Aufgabe: Gib die Zeilen der Auflistung vom Anfang bis einschließlich der Zeile mit „<point>444,197</point>“ samt Anweisungen wieder, skaliere dabei jede Koordinate der Antwortpunkte mit dem Faktor 2,1 und runde auf ganze Zahlen, wobei Halbe aufgerundet werden. Die Punkte innerhalb der Anweisungen bleiben unverändert, und die Bilder lässt du weg.
###
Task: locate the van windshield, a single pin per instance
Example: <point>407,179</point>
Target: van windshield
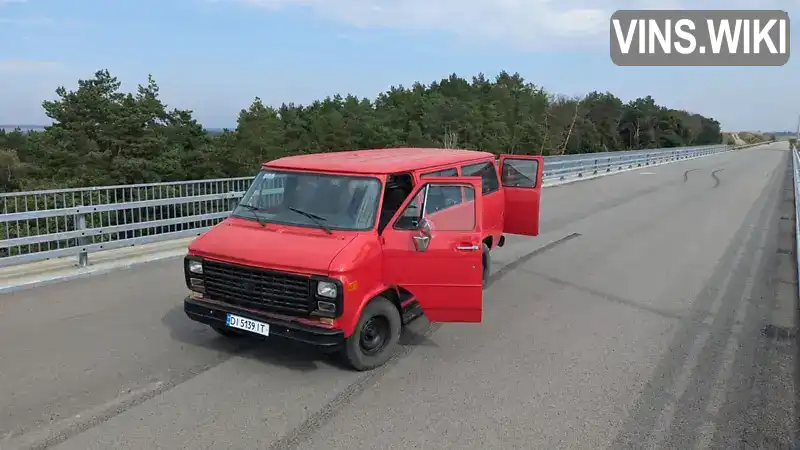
<point>339,202</point>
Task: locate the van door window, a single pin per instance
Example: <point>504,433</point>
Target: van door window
<point>488,174</point>
<point>520,173</point>
<point>398,187</point>
<point>444,197</point>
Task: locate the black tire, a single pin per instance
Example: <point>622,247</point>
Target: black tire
<point>225,331</point>
<point>376,336</point>
<point>487,264</point>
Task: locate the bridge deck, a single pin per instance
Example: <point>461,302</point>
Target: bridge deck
<point>640,325</point>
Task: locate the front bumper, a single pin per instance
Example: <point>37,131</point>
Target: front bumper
<point>215,314</point>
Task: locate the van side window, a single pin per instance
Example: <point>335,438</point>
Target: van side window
<point>461,219</point>
<point>398,187</point>
<point>520,173</point>
<point>445,196</point>
<point>488,174</point>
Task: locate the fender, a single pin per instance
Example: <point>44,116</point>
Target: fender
<point>348,322</point>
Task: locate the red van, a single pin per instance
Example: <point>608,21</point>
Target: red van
<point>341,250</point>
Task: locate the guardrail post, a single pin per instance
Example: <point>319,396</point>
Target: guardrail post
<point>83,241</point>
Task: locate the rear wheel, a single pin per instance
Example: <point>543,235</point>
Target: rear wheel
<point>376,335</point>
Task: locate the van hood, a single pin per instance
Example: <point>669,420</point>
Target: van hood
<point>309,251</point>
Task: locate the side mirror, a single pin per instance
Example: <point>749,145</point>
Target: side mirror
<point>423,237</point>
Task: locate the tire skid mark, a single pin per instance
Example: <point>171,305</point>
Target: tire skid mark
<point>715,177</point>
<point>648,416</point>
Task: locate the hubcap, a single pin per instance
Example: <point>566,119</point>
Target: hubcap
<point>374,335</point>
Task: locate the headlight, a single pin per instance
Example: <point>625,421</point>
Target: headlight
<point>326,289</point>
<point>196,267</point>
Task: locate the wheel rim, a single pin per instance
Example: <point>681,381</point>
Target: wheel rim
<point>374,335</point>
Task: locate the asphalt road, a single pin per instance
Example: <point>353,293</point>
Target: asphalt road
<point>634,321</point>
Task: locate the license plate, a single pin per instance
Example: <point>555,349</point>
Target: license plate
<point>243,323</point>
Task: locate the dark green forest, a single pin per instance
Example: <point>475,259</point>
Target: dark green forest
<point>103,136</point>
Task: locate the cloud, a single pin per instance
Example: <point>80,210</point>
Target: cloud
<point>27,21</point>
<point>22,66</point>
<point>532,24</point>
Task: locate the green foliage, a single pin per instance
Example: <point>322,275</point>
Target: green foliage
<point>102,136</point>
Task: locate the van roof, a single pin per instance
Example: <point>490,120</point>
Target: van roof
<point>378,161</point>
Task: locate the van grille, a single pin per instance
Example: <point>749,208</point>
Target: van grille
<point>258,288</point>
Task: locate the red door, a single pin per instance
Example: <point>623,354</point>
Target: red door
<point>432,248</point>
<point>521,177</point>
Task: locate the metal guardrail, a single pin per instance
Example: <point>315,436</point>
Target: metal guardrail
<point>796,182</point>
<point>41,225</point>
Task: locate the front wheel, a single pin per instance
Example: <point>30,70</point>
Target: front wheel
<point>376,335</point>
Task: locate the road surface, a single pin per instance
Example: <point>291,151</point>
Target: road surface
<point>634,321</point>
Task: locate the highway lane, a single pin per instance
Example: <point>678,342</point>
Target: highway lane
<point>633,320</point>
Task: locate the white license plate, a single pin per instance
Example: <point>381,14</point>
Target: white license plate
<point>243,323</point>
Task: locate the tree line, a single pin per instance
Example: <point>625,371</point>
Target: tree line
<point>103,136</point>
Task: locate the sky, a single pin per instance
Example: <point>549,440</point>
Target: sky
<point>215,56</point>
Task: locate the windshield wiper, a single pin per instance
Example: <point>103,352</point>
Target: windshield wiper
<point>253,210</point>
<point>317,219</point>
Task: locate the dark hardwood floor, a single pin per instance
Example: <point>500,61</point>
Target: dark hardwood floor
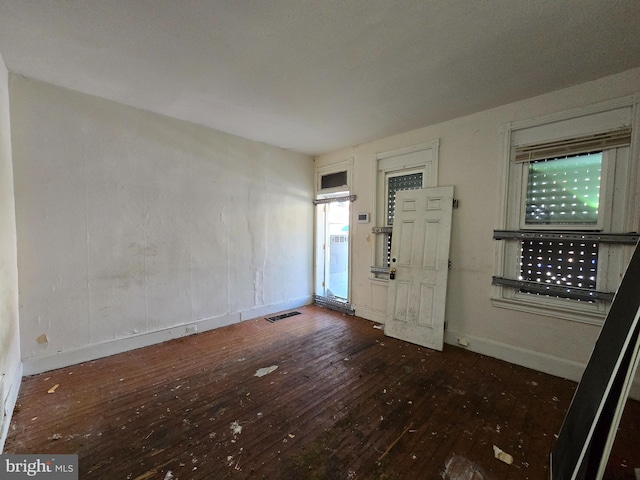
<point>345,402</point>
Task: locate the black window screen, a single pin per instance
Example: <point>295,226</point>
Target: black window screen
<point>562,263</point>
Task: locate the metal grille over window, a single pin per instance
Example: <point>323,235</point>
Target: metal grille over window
<point>570,264</point>
<point>402,182</point>
<point>564,191</point>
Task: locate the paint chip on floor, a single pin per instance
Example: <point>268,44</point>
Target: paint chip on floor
<point>502,456</point>
<point>261,372</point>
<point>460,468</point>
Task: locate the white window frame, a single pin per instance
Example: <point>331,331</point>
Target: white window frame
<point>345,165</point>
<point>618,204</point>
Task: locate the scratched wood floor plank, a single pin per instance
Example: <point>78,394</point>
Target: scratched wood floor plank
<point>344,402</point>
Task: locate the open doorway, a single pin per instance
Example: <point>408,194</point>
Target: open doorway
<point>332,248</point>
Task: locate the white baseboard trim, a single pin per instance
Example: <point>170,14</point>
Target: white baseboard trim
<point>11,383</point>
<point>551,364</point>
<point>88,353</point>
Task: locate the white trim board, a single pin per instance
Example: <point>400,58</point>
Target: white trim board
<point>11,383</point>
<point>550,364</point>
<point>92,352</point>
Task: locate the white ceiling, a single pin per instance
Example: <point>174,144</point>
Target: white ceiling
<point>318,75</point>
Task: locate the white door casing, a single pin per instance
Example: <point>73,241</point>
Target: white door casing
<point>420,258</point>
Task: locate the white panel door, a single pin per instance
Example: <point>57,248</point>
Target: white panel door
<point>420,258</point>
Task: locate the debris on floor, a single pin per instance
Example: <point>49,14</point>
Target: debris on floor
<point>502,456</point>
<point>394,442</point>
<point>236,429</point>
<point>261,372</point>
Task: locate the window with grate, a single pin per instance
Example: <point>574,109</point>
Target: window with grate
<point>395,183</point>
<point>564,191</point>
<point>568,195</point>
<point>400,182</point>
<point>562,263</point>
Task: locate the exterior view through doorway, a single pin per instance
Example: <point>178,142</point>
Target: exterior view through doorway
<point>332,250</point>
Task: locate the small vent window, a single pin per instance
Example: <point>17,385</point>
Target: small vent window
<point>332,180</point>
<point>564,191</point>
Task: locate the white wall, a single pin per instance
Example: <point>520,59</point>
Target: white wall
<point>131,225</point>
<point>10,365</point>
<point>469,159</point>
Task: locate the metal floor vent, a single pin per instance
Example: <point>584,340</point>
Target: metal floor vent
<point>281,316</point>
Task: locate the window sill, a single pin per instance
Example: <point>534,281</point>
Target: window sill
<point>548,308</point>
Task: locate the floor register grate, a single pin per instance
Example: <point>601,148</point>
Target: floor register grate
<point>281,316</point>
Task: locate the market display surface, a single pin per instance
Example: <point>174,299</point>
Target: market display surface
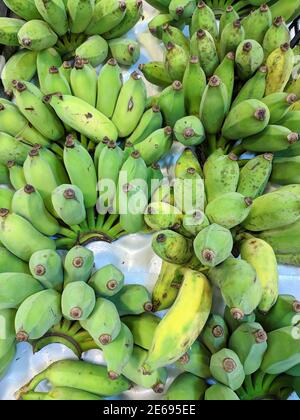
<point>149,175</point>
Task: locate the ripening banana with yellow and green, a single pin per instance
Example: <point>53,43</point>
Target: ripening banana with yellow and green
<point>82,159</point>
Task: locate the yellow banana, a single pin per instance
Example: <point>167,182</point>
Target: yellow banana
<point>261,256</point>
<point>280,65</point>
<point>180,328</point>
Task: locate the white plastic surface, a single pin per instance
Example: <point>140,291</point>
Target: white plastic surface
<point>134,256</point>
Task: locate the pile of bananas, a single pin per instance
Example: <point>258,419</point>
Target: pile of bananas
<point>72,27</point>
<point>183,9</point>
<point>79,158</point>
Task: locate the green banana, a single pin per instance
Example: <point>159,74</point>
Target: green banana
<point>172,247</point>
<point>68,203</point>
<point>30,102</point>
<point>227,369</point>
<point>155,73</point>
<point>133,371</point>
<point>130,105</point>
<point>166,287</point>
<point>280,64</point>
<point>283,351</point>
<point>215,334</point>
<point>80,14</point>
<point>230,15</point>
<point>61,394</point>
<point>285,313</point>
<point>15,288</point>
<point>21,66</point>
<point>172,103</point>
<point>261,256</point>
<point>78,265</point>
<point>84,82</point>
<point>254,186</point>
<point>55,14</point>
<point>290,173</point>
<point>187,163</point>
<point>186,387</point>
<point>193,75</point>
<point>182,9</point>
<point>12,226</point>
<point>6,197</point>
<point>94,50</point>
<point>28,203</point>
<point>249,58</point>
<point>107,15</point>
<point>27,11</point>
<point>133,13</point>
<point>9,31</point>
<point>110,75</point>
<point>12,149</point>
<point>75,157</point>
<point>8,336</point>
<point>150,122</point>
<point>203,46</point>
<point>36,35</point>
<point>195,222</point>
<point>232,36</point>
<point>214,105</point>
<point>133,299</point>
<point>229,210</point>
<point>82,117</point>
<point>283,240</point>
<point>156,146</point>
<point>196,361</point>
<point>10,263</point>
<point>6,360</point>
<point>221,174</point>
<point>118,353</point>
<point>174,35</point>
<point>46,267</point>
<point>108,281</point>
<point>254,88</point>
<point>278,34</point>
<point>249,342</point>
<point>126,51</point>
<point>226,72</point>
<point>159,216</point>
<point>37,314</point>
<point>257,24</point>
<point>204,18</point>
<point>239,286</point>
<point>279,105</point>
<point>104,323</point>
<point>220,392</point>
<point>176,61</point>
<point>142,327</point>
<point>213,245</point>
<point>283,211</point>
<point>248,118</point>
<point>176,333</point>
<point>16,175</point>
<point>78,301</point>
<point>233,324</point>
<point>80,375</point>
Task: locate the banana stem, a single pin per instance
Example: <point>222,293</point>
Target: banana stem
<point>110,221</point>
<point>91,218</point>
<point>68,233</point>
<point>84,141</point>
<point>64,243</point>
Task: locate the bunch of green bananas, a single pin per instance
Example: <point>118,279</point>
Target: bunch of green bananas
<point>255,358</point>
<point>183,9</point>
<point>72,27</point>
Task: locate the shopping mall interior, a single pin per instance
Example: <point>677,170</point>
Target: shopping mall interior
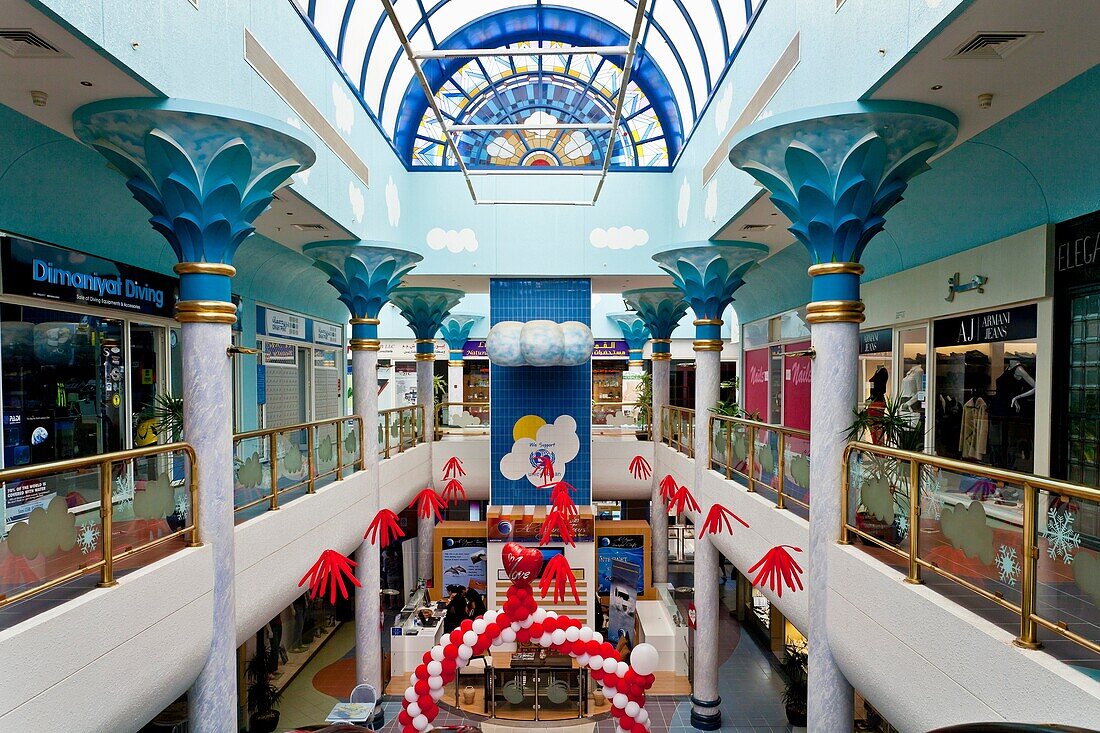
###
Lösung:
Task: locate the van windshield, a single pin per instance
Example: <point>407,179</point>
Target: van windshield
<point>712,424</point>
Task: locate the van door window, a single pin per instance
Example: <point>504,433</point>
Target: van door window
<point>1025,365</point>
<point>1092,363</point>
<point>836,393</point>
<point>932,414</point>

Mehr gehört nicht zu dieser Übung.